Plumbing codes in use in the USA:

== Adoption ==
The IPC is the most widely adopted national model plumbing code in the United States and is also used as the basis for the plumbing code of several other countries. Wide adoptions are important as they help reduce manufacturer and end-user costs by allowing the use of materials across a wide user base, thus allowing economies of scale in the production of materials used in plumbing construction.

Uniformity in the codes adopted across many areas also allows a broader sharing of best building practices and techniques and improves the transferability of experts such as architects, engineers, code officials, building inspectors, and other building professionals among those different areas. More adoptions also invite broader participation in the formulation the codes, which lends to the incorporation of the latest and best building techniques that enhance the safety of citizens in the areas using the codes.

Some jurisdictions have adopted the International Plumbing Code in a way that gives it the force of law, while others have their own codes.

== Applications ==

=== Regulatory applications ===
International Plumbing Code, are used in a variety of ways in both the public and private sectors. Most industry professionals are familiar with International Building Codes as the basis of laws and regulations in communities across the U.S. and in other countries.

▶ **Provided entries**:
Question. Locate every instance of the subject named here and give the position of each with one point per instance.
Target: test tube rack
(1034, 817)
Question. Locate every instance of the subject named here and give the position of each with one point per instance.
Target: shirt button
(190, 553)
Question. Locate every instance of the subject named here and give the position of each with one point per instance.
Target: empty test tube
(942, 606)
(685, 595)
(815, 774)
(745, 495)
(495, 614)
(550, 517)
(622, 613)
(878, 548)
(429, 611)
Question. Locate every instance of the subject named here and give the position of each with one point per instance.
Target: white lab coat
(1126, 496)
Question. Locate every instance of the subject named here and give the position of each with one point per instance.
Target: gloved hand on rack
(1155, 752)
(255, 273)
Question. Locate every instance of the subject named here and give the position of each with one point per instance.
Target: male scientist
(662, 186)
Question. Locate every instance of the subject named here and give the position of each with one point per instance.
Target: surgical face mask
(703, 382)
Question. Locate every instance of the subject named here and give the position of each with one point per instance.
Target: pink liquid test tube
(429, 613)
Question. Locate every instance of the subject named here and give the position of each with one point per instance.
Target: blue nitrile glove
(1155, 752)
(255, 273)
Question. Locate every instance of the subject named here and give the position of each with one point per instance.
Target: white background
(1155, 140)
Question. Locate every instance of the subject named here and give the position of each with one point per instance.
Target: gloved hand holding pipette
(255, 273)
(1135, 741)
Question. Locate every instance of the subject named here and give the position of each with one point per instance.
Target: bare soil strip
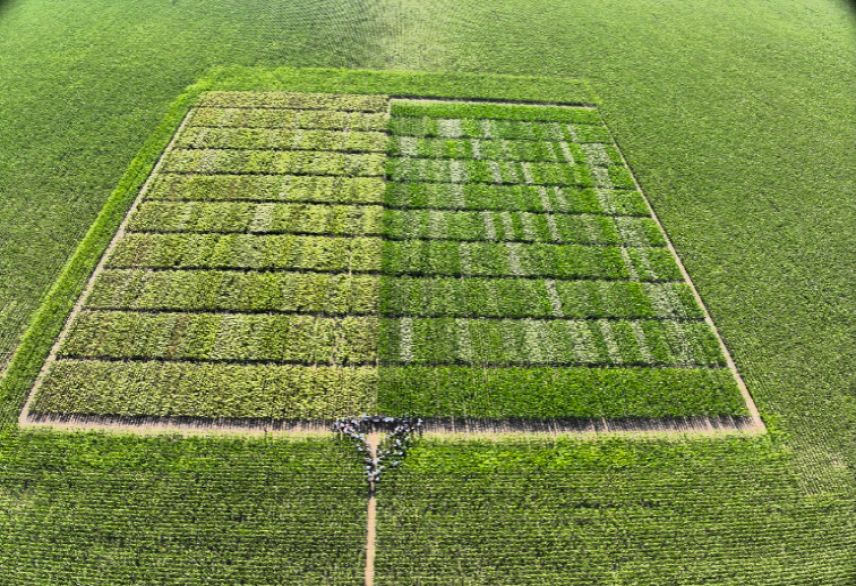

▶ **Actions to take**:
- 1) Select every line of the records above that contains the word "gloved". Case counts.
- 2) Write what comes next in the text on plumbing codes above, starting after its last sentence.

▶ **Answers to the tasks**:
- 1)
Target: gloved hand on rack
Target: gloved hand holding pipette

- 2)
=== Non-regulatory applications ===
The impact of the IPC codes extends well beyond the regulatory frameworks, as they are used in a variety of non-regulatory settings.

=== Non-regulatory uses of IPC codes ===
- Voluntary compliance programs such as those promoting sustainability, energy efficiency and disaster resistance.
- The insurance industry, to estimate and manage risk, and as a tool in underwriting and rate decisions.
- Certification and credentialing of individuals involved in the fields of building design, construction and safety.
- Certification of building and construction-related products.
- U.S. federal agencies, to guide construction in an array of government-owned properties.
- Facilities management.
- Used to benchmark best practices for designers and builders,
- Used by plumbers who are engaged in projects in jurisdictions that do not have a formal regulatory system or a governmental enforcement mechanism.
- College, university and professional school textbooks and curricula.
- Reference works related to building design and construction.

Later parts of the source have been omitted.